SUPPLIED DATA:
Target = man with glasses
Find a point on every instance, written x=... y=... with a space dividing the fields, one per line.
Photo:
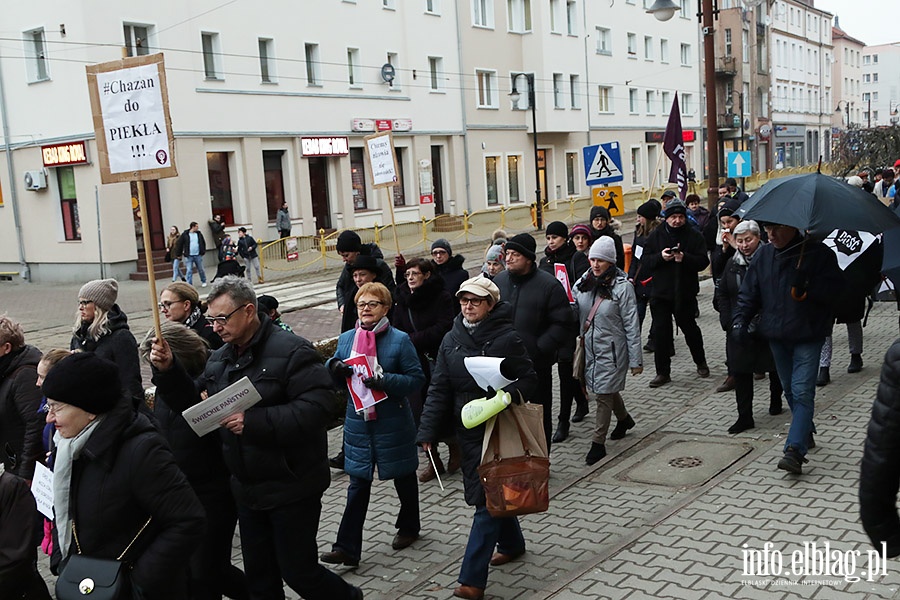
x=180 y=303
x=791 y=287
x=276 y=450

TASK GOAL: Your answer should reproduce every line of the data verbatim and include no images.

WRITTEN RESPONSE:
Target = man with glasses
Find a point on every instance, written x=... y=... with a space dividing the fields, one per line.
Photo:
x=180 y=303
x=791 y=287
x=276 y=450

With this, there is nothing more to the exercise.